#### [Work required]
Please list every form that the PoPA memory system component could take, as described in the text on physical address aliasing below.

#### [Selected extract]
▼▼▼
It may be possible, in some implementations, for the aliasing physical addresses in the different physical address spaces to be represented using different numeric physical address values for the respective different physical address spaces. This approach may require a mapping table to determine at the PoPA which of the different physical address values correspond to the same memory system resource. However, this overhead of maintaining the mapping table may be considered unnecessary, and so in some implementations it may be simpler if the aliasing physical addresses comprise physical addresses which are represented using the same numeric physical address value in each of the different physical address spaces. If this approach is taken then, at the point of physical aliasing, it can be sufficient simply to discard the physical address space identifier which identifies which physical address space is accessed using a memory access, and then to provide the remaining physical address bits downstream as a de-aliased physical address.

Hence, in addition to the pre-PoPA memory system component, the memory system may also include a PoPA memory system component configured to de-alias the plurality of aliasing physical addresses to obtain a de-aliased physical address to be provided to at least one downstream memory system component. The PoPA memory system component could be a device accessing a mapping table to find the dealiased address corresponding to the aliasing address in a particular address space, as described above. However, the PoPA component could also simply be a location within the memory system where the physical address tag associated with a given memory access is discarded so that the physical address provided downstream uniquely identifies a corresponding memory system resource regardless of which physical address space this was provided from. Alternatively, in some cases the PoPA memory system component may still provide the physical address space tag to the at least one downstream memory system component (e.g. for the purpose of enabling completer-side filtering as discussed further below), but the PoPA may mark the point within the memory system beyond which downstream memory system components no longer treat the aliasing physical addresses as different memory system resources, but consider each of the aliasing physical addresses to map the same memory system resource. For example, if a memory controller or a hardware memory storage device downstream of the PoPA receives the physical address tag and a physical address for a given memory access request, then if that physical address corresponds to the same physical address as a previously seen transaction, then any hazard checking or performance improvements performed for respective transactions accessing the same physical address (such as merging accesses to the same address) may be applied even if the respective transactions specified different physical address space tags. In contrast, for a memory system component upstream of the PoPA, such hazard checking or performance improving steps taken for transactions accessing the same physical address may not be invoked if these transactions specify the same physical address in different physical address spaces.

As mentioned above, the at least one pre-PoPA memory system component may include at least one pre-PoPA cache. This could be a data cache, an instruction cache or a unified level 2, level 3 or system cache.
▲▲▲
[Records from a data source]
▼▼▼
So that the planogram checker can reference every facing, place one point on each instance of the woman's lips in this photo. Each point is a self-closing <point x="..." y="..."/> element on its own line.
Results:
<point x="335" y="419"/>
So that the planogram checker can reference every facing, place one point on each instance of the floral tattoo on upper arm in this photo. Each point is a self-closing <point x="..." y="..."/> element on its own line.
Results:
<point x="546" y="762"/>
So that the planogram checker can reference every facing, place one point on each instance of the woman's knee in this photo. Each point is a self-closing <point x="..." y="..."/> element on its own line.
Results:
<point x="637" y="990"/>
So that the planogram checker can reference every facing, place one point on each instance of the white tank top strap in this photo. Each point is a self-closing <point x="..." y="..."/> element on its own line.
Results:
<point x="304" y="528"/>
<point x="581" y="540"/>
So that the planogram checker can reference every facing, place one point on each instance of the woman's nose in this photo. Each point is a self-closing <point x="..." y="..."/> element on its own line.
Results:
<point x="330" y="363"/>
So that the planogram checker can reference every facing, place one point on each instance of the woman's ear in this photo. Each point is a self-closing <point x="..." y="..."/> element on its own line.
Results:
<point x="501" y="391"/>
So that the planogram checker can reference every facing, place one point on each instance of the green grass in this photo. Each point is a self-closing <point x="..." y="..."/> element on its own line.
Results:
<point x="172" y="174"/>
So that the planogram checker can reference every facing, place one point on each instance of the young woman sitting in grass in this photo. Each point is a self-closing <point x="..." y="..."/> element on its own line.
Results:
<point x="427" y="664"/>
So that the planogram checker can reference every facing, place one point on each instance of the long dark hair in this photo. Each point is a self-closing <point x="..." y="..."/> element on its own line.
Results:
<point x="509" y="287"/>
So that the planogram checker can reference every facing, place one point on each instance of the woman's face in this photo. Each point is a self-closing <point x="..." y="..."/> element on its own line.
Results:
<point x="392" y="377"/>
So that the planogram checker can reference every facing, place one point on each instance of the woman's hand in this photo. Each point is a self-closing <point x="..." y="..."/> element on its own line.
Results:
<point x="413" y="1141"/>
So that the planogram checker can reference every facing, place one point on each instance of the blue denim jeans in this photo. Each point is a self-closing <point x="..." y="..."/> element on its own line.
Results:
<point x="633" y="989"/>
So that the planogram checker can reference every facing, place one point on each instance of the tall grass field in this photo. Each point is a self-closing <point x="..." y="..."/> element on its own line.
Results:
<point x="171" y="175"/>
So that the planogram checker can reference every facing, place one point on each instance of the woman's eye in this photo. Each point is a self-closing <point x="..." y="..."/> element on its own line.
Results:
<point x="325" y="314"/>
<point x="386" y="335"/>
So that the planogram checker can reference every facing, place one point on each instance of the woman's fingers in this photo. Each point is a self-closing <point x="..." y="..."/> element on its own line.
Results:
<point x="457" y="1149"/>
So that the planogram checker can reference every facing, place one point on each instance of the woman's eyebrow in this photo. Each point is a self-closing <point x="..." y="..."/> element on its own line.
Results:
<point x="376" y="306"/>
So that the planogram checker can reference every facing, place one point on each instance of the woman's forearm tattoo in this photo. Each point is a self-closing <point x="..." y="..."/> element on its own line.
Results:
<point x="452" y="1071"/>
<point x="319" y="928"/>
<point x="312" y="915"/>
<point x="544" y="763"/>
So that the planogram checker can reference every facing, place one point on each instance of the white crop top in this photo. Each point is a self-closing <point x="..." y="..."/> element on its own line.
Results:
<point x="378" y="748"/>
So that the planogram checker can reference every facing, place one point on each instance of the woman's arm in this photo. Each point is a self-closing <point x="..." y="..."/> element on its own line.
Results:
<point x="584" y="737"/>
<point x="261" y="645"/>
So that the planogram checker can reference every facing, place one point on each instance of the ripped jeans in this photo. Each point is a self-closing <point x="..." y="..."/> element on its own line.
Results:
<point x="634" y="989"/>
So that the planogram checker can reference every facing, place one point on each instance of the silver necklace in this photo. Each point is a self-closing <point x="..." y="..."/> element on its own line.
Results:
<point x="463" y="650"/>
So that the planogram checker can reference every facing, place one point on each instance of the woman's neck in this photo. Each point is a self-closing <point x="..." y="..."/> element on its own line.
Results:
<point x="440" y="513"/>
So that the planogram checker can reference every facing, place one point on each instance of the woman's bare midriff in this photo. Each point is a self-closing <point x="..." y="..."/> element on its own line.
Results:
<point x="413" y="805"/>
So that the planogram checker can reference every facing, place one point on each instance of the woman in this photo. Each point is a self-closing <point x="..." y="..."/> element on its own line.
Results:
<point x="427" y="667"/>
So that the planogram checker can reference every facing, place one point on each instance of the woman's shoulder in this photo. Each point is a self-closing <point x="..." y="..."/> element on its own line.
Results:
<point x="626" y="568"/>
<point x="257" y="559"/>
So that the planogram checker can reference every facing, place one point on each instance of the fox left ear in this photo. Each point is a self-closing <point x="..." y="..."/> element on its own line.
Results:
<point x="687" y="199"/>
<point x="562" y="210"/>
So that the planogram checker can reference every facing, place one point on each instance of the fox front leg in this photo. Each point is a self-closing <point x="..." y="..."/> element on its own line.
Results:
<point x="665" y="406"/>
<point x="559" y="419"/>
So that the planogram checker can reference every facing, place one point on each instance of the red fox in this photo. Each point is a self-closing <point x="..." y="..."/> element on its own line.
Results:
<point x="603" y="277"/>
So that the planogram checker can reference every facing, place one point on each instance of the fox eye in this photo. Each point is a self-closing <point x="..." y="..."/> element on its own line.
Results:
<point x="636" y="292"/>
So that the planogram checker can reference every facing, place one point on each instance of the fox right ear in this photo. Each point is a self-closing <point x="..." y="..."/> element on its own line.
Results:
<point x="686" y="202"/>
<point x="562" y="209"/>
▲▲▲
#### [Result below]
1. A device that accesses a mapping table to find the de-aliased address corresponding to the aliasing address in a particular address space.
2. A location within the memory system where the physical address tag for a given memory access is discarded, so the physical address provided downstream uniquely identifies a corresponding memory system resource regardless of which physical address space it came from.
3. A component that still provides the physical address space tag to at least one downstream memory system component. It marks the point beyond which downstream components no longer treat the aliasing physical addresses as different memory system resources, and instead consider each of them to map the same memory system resource.